** RECORDS FOR PROCESSING **
####################
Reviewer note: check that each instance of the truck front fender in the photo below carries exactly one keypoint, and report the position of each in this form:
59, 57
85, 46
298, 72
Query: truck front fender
####################
** EXERCISE AIM **
Copy out the entries. Change nothing.

** RESULT **
Reviewer note: check that each instance of the truck front fender in the photo below carries exactly one keypoint, and report the position of each in this form:
59, 57
85, 46
298, 72
Query: truck front fender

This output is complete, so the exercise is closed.